[HOW TO COMPLETE THIS TASK]:
Retype the data below without altering anything.

[EXTRACTED INFORMATION]:
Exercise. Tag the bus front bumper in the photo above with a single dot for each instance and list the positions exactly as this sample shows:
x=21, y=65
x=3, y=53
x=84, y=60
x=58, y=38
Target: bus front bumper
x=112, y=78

[RESULT OF THE TASK]:
Exercise. Tag the bus front bumper in the photo above with a single dot for each instance and list the positions exactly as this sample shows:
x=21, y=65
x=3, y=53
x=84, y=60
x=58, y=38
Target: bus front bumper
x=112, y=78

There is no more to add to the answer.